Your objective :: Give back the full listing verbatim, apart from its images.

+++

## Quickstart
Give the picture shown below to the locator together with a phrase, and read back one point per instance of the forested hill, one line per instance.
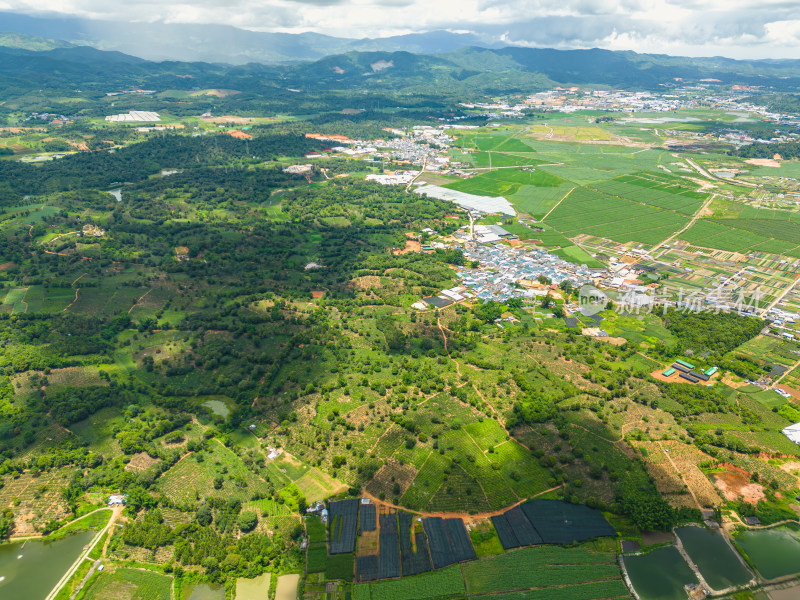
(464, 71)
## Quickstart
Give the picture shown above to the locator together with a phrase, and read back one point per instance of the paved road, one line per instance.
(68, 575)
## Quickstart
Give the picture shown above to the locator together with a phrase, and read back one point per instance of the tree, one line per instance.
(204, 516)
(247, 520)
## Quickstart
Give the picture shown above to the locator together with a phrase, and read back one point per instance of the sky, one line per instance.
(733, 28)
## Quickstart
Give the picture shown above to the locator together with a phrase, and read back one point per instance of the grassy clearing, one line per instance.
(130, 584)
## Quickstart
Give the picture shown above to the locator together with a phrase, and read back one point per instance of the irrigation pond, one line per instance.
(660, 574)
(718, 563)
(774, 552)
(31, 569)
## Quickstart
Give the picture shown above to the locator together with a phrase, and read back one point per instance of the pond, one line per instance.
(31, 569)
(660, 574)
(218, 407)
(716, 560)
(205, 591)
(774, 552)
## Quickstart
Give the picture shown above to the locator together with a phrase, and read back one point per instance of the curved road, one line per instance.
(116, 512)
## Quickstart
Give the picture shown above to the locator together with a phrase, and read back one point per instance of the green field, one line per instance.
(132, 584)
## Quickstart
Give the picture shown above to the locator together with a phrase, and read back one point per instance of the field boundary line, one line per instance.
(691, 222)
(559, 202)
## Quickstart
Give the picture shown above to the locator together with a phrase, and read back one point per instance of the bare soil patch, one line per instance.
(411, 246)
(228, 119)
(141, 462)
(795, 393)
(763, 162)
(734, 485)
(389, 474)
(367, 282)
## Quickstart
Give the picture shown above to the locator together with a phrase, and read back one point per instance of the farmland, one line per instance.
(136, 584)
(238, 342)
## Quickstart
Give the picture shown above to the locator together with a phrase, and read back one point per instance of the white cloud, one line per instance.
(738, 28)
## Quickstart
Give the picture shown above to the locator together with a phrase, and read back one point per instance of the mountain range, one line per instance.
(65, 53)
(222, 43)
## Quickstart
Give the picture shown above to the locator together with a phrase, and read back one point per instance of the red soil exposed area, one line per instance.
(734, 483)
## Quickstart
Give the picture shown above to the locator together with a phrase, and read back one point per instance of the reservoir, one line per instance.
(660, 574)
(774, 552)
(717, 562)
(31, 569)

+++

Finished answer ::
## Quickstart
Give the picture shown below to the locator together with a phrase, and read back one point per instance of the forested hill, one line per instance.
(464, 71)
## Quickstart
Give the picture shown above to the locator together with a phrase, and read back one point per instance of the paved road, one line per instance.
(68, 575)
## Quickstart
Give the picture shown above to the locator together with a phrase, and read back one point per instance of the tree, one line per instance.
(204, 516)
(247, 520)
## Quickstart
Give the picture shown above to the locator together with a phrase, and read back one point per instance of the sky, one line per instance.
(733, 28)
## Quickstart
Give the picture shown above to the locator together with a phrase, and read back one point per instance of the grassy clearing, one line per instance.
(130, 584)
## Quickstart
Give the picture shown above to the locator together with a phrase, and read back one point per instance of the irrigation pond, one line per instance.
(660, 574)
(718, 563)
(774, 552)
(31, 569)
## Quickstart
Give the picture shown above to the locator together with a phrase, and read back one point per instance of the pond, one line per instance.
(31, 569)
(660, 574)
(218, 407)
(716, 560)
(205, 591)
(774, 552)
## Quickstart
Give the picture shown above to the locator together with a phrase, and read back one point per instance of the curved road, one line per instance.
(116, 512)
## Quickstart
Give the picture shown above to the locator together with a phrase, and read back one point per instance of the green field, one line per instance.
(132, 584)
## Quickstart
Give the picture shown above to the locator together with a phrase, and read back one point per instance of the field boundary line, one line per instance.
(691, 222)
(559, 202)
## Quickstart
Give the picture shown above to the locator together with a phrase, and read back one point per instance of the bare soil patch, one line per instance.
(411, 246)
(228, 119)
(141, 462)
(795, 393)
(763, 162)
(734, 485)
(389, 474)
(367, 282)
## Quickstart
Give the picture shown above to the locator together with a phrase, and read back one point per instance of the farmland, one line per instance.
(136, 584)
(238, 342)
## Quickstart
Give the picture shown above to the locator together with a phrase, and read back one point per instance of the white cloud, one line per instance.
(738, 28)
## Quickstart
Give the picture shown above to the locator together with a phrase, and read back one point per instance of the mountain range, one line per instance.
(65, 53)
(222, 43)
## Quickstart
Give the picture shown above to the locator together with a phrase, and read back one point per instance of the red soil exposed area, one line per instance.
(734, 483)
## Quickstart
Give the picture shown above to the locator together with a phrase, and read back one point per instance of the reservoir, one line per instance.
(660, 574)
(774, 552)
(717, 562)
(31, 569)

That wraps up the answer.